**PROBLEMS TO WORK ON**
1. Quote the passage about the dog Diggity word for word, between "I feel the weight" and "little, Diggity ditty.", inclusive.
2. Extend the passage about the dog Diggity, starting after its final sentence.

I shuffle papers until motion out the windows draws my attention. Our new dog, Diggity, races alone around the yard like a rodeo dog. He scoops up a toy mid-gallop and tosses it in the air, then circles around at top speed to nab it again and carry it to an imaginary finish line, where he plops on the ground heaving and rolling around squeaking his toy.
I feel the weight of chores but can’t resist his contagious elation. I push back from the table and join him outside to ruffle his ears and throw his bone to retrieve. He grins and beats his tail with enthusiasm. As happy as he is, it is nothing compared to his greeting at my return from an errand. At those times, he does the Diggity Dance. He prances back and forth on his front feet while the other half of his body does the twist, wiggling back and forth so fast and hard it seems he could crack in half. All the time he dances, he gargles a happy, little, Diggity ditty.

**DATASET EXCERPTS**

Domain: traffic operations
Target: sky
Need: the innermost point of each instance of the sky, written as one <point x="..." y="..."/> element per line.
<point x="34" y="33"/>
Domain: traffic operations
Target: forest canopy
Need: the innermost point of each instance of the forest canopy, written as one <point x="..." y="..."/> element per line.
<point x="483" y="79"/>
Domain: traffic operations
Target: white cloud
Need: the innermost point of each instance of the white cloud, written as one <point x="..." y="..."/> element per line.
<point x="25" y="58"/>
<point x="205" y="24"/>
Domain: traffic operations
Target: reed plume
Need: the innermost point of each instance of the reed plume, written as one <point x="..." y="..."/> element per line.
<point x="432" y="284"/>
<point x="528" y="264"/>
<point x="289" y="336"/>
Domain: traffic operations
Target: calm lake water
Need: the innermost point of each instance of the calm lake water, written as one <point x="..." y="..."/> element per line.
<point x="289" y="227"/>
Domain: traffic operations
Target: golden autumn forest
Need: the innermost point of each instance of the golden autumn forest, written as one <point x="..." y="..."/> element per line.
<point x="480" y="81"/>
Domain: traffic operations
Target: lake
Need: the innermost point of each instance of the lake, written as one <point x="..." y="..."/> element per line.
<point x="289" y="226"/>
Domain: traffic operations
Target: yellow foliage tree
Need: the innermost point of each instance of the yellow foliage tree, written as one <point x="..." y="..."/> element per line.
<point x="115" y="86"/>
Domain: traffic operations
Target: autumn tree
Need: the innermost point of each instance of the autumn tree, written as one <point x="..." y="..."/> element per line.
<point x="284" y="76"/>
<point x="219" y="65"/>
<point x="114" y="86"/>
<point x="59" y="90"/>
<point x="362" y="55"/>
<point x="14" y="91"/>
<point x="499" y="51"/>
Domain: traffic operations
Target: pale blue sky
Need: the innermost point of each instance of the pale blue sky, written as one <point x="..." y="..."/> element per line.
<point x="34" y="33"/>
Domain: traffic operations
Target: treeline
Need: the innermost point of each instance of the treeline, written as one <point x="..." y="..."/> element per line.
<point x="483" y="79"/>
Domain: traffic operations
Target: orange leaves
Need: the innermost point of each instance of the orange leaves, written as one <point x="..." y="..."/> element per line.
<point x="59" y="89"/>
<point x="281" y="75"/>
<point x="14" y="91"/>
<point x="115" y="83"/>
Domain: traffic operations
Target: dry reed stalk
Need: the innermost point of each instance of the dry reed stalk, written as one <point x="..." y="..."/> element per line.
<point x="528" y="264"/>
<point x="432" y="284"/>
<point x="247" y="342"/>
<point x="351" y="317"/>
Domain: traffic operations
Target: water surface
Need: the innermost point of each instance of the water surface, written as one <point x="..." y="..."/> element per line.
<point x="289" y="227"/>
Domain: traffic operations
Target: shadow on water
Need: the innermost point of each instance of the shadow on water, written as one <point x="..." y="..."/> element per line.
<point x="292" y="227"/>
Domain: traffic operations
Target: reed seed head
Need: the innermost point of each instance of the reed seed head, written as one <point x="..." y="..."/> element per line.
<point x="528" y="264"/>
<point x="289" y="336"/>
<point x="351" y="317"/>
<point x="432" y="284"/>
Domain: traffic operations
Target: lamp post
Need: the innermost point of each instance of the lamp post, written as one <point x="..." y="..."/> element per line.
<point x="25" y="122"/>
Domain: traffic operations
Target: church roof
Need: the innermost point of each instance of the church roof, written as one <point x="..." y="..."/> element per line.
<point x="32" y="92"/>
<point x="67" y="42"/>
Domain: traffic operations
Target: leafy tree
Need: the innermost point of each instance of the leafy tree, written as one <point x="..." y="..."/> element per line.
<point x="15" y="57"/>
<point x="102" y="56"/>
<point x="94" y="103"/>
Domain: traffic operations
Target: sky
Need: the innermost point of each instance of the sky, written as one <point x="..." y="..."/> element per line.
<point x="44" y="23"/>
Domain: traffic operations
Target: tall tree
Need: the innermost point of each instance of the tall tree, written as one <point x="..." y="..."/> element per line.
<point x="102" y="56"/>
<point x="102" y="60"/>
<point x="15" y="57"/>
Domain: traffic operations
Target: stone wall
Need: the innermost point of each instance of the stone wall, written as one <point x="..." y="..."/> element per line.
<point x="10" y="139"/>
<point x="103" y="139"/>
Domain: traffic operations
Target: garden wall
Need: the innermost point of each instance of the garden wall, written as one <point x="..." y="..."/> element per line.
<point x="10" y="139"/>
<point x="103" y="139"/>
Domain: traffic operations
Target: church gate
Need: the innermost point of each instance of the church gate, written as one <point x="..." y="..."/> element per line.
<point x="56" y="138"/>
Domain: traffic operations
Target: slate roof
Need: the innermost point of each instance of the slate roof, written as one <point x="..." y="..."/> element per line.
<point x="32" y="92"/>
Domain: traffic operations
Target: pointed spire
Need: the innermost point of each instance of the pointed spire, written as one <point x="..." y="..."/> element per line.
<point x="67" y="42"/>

**OUTPUTS**
1.
I feel the weight of chores but can’t resist his contagious elation. I push back from the table and join him outside to ruffle his ears and throw his bone to retrieve. He grins and beats his tail with enthusiasm. As happy as he is, it is nothing compared to his greeting at my return from an errand. At those times, he does the Diggity Dance. He prances back and forth on his front feet while the other half of his body does the twist, wiggling back and forth so fast and hard it seems he could crack in half. All the time he dances, he gargles a happy, little, Diggity ditty.

2.
Diggity didn’t behave with such abandon when we first brought him home. He scrunched his long body into a ball shape making him seem a smaller dog. He jumped back and avoided us if we approached him too quickly or loudly, and retreated with his tail down when men came near. When we spoke to him in baby-talk, his tail swung in slow, shallow wags, and when I threw tennis balls, he stood still and watched them land in the grass. We gave him time to learn to trust us before starting leash training. Still, he began by pulling away from the tether and by planting his feet, refusing to move or shying from every car, dog, post, or pinecone. We did not drag him but coaxed him with treats and cooing to discover the wonders of walks through the neighborhood.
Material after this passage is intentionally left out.